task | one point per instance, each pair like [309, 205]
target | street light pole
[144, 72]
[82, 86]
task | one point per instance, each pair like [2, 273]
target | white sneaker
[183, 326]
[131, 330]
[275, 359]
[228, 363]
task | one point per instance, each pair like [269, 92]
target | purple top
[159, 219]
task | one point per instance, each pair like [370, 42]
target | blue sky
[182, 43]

-*-

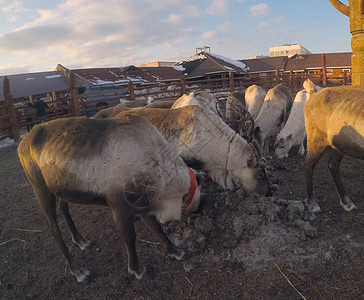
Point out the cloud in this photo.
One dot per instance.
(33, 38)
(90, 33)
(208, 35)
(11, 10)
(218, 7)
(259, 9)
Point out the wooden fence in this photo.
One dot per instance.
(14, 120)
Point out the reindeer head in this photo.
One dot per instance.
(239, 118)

-*-

Extract each line holding the word "task" from the records.

task | one point per instance, each pair like [309, 205]
task | one point per instance, each pair like [2, 273]
task | one point per instance, each pair like [269, 92]
task | one point per instance, each pair like [370, 42]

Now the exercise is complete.